STATED TASK
Say how many lines of the material below contain the string "hanging". Matching is case-sensitive, and the reply should be the number alone.

══ GIVEN INFORMATION ══

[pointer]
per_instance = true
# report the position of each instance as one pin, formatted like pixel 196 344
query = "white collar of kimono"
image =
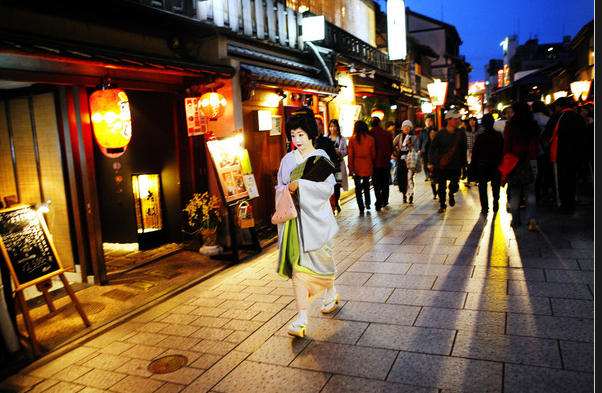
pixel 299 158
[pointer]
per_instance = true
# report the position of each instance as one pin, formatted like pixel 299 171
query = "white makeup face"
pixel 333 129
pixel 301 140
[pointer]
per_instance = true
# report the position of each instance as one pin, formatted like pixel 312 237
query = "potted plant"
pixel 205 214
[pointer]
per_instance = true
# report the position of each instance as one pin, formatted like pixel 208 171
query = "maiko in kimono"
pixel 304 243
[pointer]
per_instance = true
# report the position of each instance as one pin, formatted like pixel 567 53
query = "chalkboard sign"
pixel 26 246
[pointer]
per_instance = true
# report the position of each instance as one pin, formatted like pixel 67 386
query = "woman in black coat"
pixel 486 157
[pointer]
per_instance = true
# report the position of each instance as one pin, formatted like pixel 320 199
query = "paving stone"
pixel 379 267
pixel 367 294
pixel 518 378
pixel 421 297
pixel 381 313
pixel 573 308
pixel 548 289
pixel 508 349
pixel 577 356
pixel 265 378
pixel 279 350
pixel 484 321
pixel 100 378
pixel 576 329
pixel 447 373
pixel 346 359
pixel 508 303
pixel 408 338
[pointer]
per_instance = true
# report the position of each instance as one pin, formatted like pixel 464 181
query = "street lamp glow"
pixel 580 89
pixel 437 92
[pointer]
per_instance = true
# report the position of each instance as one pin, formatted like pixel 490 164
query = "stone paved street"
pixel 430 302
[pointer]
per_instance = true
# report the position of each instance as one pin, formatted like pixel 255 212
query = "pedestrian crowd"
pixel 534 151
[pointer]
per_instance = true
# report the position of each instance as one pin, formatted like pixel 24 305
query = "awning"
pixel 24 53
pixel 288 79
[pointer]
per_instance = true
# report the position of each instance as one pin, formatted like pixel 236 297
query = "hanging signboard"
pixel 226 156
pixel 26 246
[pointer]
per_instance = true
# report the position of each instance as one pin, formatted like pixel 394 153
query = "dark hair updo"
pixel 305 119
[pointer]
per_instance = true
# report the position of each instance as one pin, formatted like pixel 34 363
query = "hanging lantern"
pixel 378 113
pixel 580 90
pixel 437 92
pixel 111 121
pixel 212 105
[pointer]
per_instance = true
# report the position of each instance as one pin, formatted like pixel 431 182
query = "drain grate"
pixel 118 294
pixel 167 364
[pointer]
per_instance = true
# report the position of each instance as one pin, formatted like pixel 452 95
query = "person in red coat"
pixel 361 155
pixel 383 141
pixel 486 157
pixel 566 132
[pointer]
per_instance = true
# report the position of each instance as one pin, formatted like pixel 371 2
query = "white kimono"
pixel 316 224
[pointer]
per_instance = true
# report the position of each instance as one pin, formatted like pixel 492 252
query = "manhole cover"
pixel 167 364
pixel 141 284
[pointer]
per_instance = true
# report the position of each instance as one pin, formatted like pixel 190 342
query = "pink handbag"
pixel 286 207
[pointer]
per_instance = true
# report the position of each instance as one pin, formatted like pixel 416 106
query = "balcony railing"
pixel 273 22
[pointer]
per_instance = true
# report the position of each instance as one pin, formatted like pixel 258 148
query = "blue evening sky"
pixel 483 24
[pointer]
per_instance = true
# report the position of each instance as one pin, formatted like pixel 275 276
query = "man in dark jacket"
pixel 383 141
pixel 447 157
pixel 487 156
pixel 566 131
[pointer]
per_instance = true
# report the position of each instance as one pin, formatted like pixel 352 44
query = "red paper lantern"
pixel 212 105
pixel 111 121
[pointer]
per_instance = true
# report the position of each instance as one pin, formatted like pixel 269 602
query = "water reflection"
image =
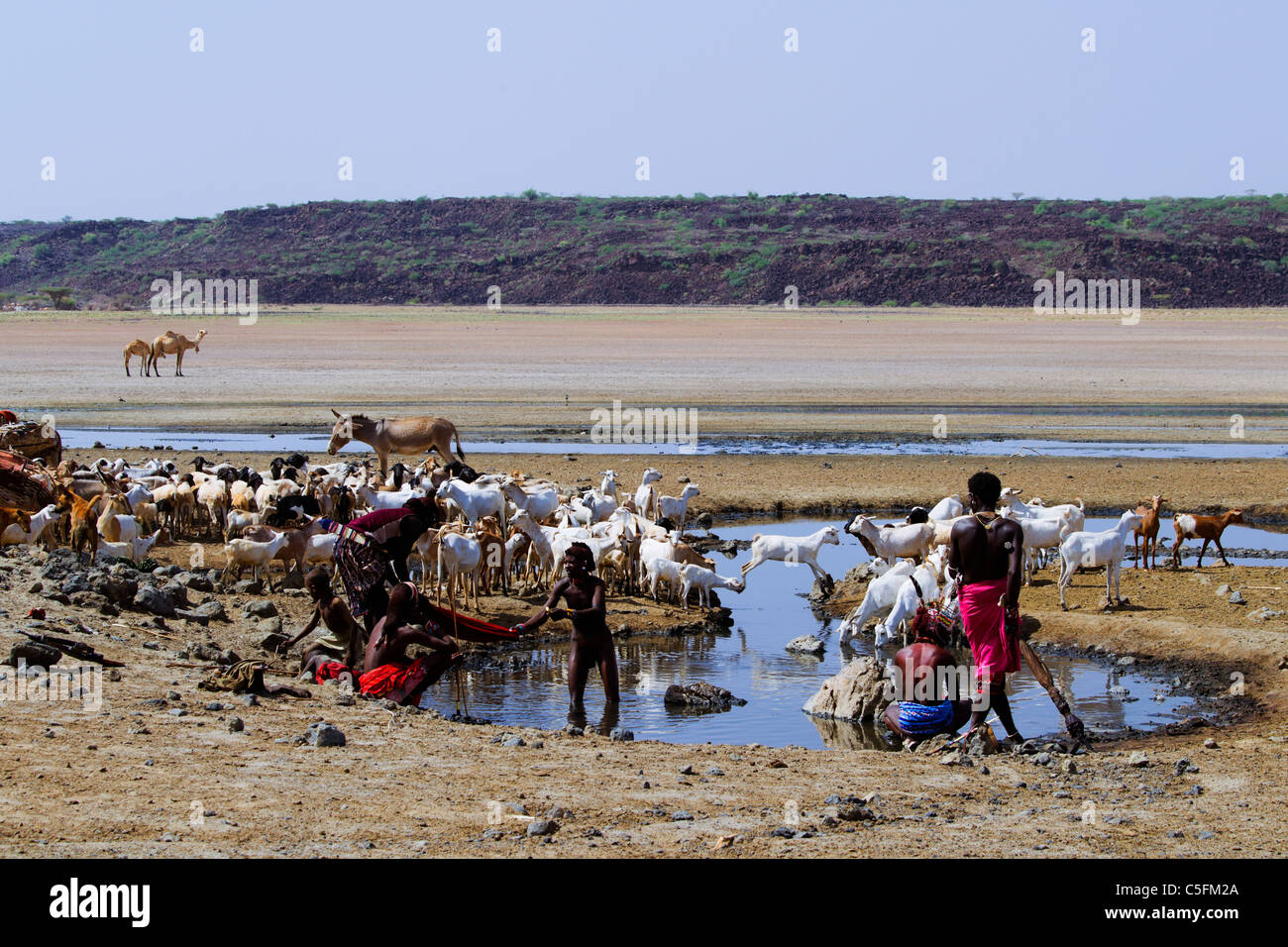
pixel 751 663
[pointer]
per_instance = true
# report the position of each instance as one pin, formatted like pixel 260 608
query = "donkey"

═══

FULL OUTPUT
2